__Extracted text__:
Washington, therefore, could regard, and did regard, nothing as of paramount political interest, but the integrity of the union itself. With a united government, well administered, he saw we had nothing to fear; and without it, nothing to hope. The sentiment is just, and its momentous truth should solemnly impress the whole country.

If we might regard our country as personated in the spirit of Washington; if we might consider him as representing her, in her past renown, her present prosperity, and her future career, and as in that character demanding of us all, to account for our conduct, as political men, or as private citizens, how should he answer him, who has ventured to talk of disunion and dismemberment? Or, how should he answer him, who dwells perpetually on local interests, and fans every kindling flame of local prejudice? How should he answer him, who would array state against state, interest against interest, and party against party, careless of the continuance of that unity of government which constitutes us one people?

Gentlemen, the political prosperity which this country has attained, and which it now enjoys, it has acquired mainly through the instrumentality of the present government. While this agent continues, the capacity of attaining to still higher degrees of prosperity exists also. We have, while this lasts, a political life, capable of beneficial exertion, with power to resist or overcome misfortunes, to sustain us against the ordinary accidents of human affairs, and to promote, by active efforts, every public interest.

But dismemberment strikes at the very being which preserves these faculties; it would lay its rude and ruthless hand on this great agent itself. It would sweep away, not only what we possess, but all power of regaining lost, or acquiring new possessions. It would leave the country, not only bereft of its prosperity and happiness, but without limbs, or organs, or faculties, by which to exert itself, hereafter, in the pursuit of that prosperity and happiness.

__What is being asked__: Please extend the speech about Washington and the union, picking up right after its final sentence. The items after this point have nothing to do with the speech about Washington and the union.

__Data lines__:
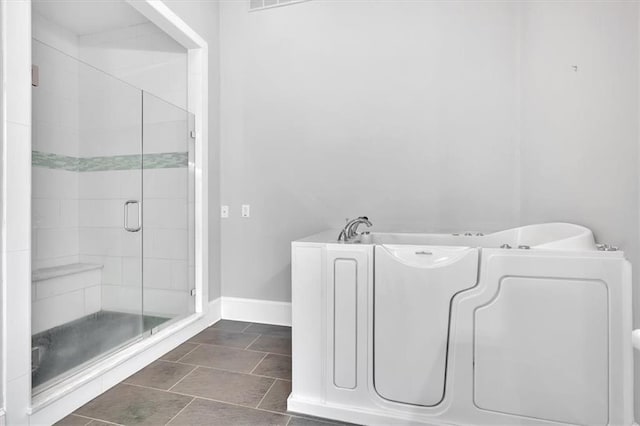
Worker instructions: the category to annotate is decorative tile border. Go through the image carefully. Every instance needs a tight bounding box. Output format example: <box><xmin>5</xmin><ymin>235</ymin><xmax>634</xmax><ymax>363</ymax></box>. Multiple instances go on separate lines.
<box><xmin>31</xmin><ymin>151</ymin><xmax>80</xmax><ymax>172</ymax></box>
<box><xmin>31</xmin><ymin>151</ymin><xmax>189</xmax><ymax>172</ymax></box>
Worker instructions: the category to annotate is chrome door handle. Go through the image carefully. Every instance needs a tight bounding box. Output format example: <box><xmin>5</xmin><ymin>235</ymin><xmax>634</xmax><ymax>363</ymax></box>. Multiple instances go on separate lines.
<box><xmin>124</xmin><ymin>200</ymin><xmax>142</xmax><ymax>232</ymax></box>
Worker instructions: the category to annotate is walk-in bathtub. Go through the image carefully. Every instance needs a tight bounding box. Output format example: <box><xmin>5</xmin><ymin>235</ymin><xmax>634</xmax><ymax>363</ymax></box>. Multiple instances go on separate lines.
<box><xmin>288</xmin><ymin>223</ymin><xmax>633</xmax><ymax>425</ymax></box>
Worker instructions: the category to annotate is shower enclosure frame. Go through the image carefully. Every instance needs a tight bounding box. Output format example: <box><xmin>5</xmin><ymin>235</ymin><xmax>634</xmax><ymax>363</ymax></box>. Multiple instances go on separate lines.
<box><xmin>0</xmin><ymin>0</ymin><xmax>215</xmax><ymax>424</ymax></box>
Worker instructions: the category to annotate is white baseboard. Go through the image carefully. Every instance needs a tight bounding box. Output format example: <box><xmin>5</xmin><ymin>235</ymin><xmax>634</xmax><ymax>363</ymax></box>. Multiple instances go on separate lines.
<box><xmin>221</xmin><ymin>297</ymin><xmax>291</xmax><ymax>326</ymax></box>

* * *

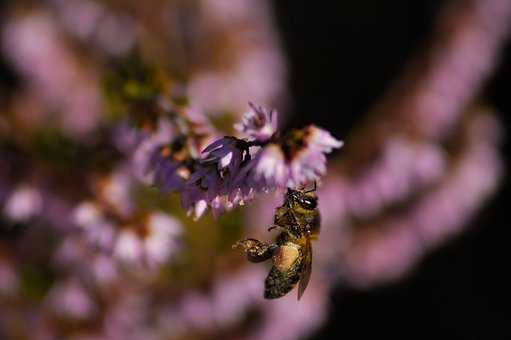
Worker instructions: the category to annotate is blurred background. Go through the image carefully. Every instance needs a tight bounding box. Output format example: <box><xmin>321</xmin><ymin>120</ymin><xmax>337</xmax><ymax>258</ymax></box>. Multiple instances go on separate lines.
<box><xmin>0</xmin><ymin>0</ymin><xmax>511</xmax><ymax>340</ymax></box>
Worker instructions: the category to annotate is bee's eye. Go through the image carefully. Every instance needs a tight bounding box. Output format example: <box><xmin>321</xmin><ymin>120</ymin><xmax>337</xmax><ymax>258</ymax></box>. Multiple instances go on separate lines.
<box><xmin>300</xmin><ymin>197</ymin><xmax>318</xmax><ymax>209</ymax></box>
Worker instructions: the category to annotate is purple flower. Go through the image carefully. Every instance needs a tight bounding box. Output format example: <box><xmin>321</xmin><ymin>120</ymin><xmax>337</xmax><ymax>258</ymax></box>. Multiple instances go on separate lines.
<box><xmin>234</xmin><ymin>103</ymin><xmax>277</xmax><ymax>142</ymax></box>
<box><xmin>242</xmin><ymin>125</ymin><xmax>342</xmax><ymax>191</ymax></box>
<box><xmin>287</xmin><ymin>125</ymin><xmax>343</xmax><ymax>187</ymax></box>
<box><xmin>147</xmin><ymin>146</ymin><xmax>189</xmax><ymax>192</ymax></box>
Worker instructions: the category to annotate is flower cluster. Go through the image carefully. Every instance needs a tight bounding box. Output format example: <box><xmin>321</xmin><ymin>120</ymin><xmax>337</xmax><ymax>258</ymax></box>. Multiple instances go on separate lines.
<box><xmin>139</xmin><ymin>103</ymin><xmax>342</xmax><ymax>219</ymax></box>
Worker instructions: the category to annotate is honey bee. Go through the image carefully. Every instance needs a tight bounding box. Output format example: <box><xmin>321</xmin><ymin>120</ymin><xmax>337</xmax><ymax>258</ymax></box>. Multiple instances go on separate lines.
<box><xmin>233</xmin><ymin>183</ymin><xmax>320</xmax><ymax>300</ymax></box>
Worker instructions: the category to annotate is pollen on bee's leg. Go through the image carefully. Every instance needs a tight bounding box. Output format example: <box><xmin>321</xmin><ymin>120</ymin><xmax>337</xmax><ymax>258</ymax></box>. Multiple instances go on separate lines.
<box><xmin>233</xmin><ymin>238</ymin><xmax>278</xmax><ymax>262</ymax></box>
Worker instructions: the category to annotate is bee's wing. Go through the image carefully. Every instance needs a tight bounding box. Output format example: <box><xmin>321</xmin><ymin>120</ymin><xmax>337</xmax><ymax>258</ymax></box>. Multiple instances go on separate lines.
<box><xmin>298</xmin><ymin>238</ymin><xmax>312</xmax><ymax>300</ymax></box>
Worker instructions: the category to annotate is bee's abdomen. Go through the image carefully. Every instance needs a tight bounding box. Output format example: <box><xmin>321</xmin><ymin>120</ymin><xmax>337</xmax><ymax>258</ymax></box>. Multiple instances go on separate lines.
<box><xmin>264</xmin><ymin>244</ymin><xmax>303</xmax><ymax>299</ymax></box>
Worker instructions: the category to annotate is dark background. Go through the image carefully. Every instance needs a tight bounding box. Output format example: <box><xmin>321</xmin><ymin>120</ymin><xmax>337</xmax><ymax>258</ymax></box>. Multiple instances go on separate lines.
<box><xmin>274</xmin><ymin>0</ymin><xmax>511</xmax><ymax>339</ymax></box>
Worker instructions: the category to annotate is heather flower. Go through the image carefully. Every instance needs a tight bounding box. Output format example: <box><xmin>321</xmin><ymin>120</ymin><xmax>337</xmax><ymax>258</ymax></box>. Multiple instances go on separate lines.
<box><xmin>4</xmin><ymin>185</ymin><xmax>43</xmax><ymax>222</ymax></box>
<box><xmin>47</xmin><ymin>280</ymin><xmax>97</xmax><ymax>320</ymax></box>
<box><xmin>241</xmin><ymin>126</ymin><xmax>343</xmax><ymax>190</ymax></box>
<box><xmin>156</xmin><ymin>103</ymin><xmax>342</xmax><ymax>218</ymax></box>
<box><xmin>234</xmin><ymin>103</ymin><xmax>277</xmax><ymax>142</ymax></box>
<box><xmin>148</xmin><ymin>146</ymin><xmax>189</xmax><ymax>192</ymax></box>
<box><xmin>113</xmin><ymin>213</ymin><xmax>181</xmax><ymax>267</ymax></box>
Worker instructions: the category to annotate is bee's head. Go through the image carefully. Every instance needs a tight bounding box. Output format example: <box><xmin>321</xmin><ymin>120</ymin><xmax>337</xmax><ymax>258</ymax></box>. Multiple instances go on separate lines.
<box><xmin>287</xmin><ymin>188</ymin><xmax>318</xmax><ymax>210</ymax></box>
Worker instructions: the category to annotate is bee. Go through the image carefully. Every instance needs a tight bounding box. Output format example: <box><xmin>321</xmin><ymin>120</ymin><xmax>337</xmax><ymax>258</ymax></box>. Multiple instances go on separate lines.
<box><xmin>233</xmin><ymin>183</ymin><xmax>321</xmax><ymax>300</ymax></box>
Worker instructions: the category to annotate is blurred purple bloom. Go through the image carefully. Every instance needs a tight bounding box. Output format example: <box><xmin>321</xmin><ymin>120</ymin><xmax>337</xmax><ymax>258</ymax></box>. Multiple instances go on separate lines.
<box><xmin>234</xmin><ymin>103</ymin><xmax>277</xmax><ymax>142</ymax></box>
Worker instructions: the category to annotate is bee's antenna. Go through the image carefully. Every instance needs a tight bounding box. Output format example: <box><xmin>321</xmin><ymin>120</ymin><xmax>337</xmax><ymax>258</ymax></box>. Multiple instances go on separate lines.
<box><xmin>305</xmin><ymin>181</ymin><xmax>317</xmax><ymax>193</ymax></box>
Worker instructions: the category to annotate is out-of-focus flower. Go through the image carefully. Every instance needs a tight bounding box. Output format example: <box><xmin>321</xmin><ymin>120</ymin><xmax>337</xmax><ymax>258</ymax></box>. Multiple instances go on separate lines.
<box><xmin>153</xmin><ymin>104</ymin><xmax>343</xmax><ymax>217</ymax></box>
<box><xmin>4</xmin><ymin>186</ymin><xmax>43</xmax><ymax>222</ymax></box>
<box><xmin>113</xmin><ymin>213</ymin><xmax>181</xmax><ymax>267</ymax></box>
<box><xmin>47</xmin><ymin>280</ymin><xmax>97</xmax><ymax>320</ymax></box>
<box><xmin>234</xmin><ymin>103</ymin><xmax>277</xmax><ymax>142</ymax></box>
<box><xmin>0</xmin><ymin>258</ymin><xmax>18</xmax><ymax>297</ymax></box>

---

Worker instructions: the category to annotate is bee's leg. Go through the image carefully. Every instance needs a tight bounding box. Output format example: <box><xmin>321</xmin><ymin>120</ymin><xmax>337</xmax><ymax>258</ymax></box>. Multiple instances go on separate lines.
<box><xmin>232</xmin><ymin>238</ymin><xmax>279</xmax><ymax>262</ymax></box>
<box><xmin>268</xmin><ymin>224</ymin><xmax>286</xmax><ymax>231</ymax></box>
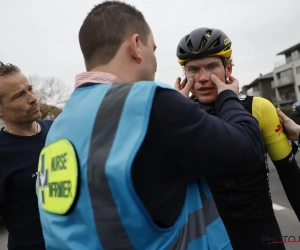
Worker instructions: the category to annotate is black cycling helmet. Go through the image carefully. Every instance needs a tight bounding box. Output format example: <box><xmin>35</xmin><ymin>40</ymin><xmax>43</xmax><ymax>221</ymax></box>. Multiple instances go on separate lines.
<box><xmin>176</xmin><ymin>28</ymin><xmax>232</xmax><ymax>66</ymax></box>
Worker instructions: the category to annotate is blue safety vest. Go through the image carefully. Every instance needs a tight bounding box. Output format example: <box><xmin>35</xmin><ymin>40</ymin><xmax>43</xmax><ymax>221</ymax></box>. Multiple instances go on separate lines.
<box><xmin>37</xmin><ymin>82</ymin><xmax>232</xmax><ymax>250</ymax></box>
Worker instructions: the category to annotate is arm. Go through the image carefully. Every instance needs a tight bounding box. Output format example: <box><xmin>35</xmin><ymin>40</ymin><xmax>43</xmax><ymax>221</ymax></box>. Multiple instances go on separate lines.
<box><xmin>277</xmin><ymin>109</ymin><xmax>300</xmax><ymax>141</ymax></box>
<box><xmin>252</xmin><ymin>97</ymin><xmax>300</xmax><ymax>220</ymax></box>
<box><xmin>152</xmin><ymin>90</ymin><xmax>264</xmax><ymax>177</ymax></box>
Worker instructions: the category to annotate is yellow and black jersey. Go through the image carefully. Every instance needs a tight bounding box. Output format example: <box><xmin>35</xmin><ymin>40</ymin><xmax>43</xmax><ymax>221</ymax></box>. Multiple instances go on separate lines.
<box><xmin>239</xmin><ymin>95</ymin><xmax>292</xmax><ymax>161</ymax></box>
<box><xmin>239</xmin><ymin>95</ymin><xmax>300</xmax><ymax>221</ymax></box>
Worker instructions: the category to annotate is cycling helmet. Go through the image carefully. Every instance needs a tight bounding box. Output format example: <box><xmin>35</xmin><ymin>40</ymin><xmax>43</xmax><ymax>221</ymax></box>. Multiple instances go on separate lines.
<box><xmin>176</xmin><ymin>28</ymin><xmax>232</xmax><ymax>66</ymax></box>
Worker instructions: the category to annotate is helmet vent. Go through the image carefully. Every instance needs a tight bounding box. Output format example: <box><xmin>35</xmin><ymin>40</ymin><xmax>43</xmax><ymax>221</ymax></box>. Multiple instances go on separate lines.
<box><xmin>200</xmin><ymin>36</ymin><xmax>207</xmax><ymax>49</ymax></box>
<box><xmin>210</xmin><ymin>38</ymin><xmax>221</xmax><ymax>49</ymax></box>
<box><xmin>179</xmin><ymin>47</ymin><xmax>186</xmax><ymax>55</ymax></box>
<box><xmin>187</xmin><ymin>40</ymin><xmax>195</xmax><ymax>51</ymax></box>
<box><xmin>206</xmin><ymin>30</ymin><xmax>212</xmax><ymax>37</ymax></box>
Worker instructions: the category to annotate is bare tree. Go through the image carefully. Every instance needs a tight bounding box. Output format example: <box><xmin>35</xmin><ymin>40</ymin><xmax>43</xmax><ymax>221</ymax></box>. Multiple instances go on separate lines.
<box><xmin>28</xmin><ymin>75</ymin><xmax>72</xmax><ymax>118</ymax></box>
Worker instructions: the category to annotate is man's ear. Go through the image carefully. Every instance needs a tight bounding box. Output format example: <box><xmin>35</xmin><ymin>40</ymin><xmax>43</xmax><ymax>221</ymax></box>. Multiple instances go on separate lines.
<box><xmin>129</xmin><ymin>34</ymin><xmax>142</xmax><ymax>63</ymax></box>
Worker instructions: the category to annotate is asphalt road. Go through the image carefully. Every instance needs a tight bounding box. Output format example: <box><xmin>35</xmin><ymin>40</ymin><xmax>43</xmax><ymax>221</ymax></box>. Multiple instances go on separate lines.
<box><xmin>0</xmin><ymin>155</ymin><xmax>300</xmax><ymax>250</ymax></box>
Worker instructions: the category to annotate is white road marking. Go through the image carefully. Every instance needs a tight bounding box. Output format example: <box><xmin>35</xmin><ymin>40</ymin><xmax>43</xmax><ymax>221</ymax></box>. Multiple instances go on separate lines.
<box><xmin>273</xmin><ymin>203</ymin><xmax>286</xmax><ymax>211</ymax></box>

__Exercise result__:
Other misfortunes may be borne, or their effects overcome. If disastrous war sweep our commerce from the ocean, another generation may renew it; if it exhaust our treasury, future industry may replenish it; if it desolate and lay waste our fields, still, under a new cultivation, they will grow green again, and ripen to future harvests. It were

but a trifle, even if the walls of yonder Capitol were to crumble, if its lofty pillars should fall, and its gorgeous decorations be all covered by the dust of the valley.

All these might be rebuilt. But who shall reconstruct the fabric of demolished government? Who shall rear again the well proportioned columns of constitutional liberty? Who shall frame together the skilful architecture which unites national sovereignty with state rights, individal security, and public prosperity?

No, gentlemen, if these columns fall, they will be raised not again. Like the Coloseum and the Parthenon, they will be destined to a mournful, a melancholy immortality. Bitterer tears, however, will flow over them, than were éver shed over the monuments of Roman or Grecian art; for they will be the remnants of a more glorious edifice than Greece or Rome ever saw-the edifice of constitutional American liberty.

But, gentlemen, let us hope for better things. Let us trust in that Gracious Being, who has hitherto held our country as in the hollow of his hand. Let us trust to the virtue and the intelligence of the people, and to the efficacy of religious obligation. Let us trust to the influence of Washington's example. Let us hope that that fear of Heaven, which expels all other fear, and that regard to duty, which transcends all other regard, may influence public men and private citizens and lead our country still onward in her happy career.

Full of these gratifying anticipations and hopes, let us look forward to the end of that century which is now commenced. A hundred years hence, other disciples of Washington will celebrate his birth, with no less of sincere admiration than we now commemorate it. When they shall meet, as we now meet, to do themselves and him that honor, so surely as they shall see the blue summits of his native mountains rise in the horizon; so surely as they shall behold the river on whose banks he lived, and on whose banks he rests, still flowing to the sea; so surely may they see, as we now see, the flag of the union floating on the top of the Capitol; and then, as now, may the sun in his course visit no land more free, more happy, more lovely, than this our own country.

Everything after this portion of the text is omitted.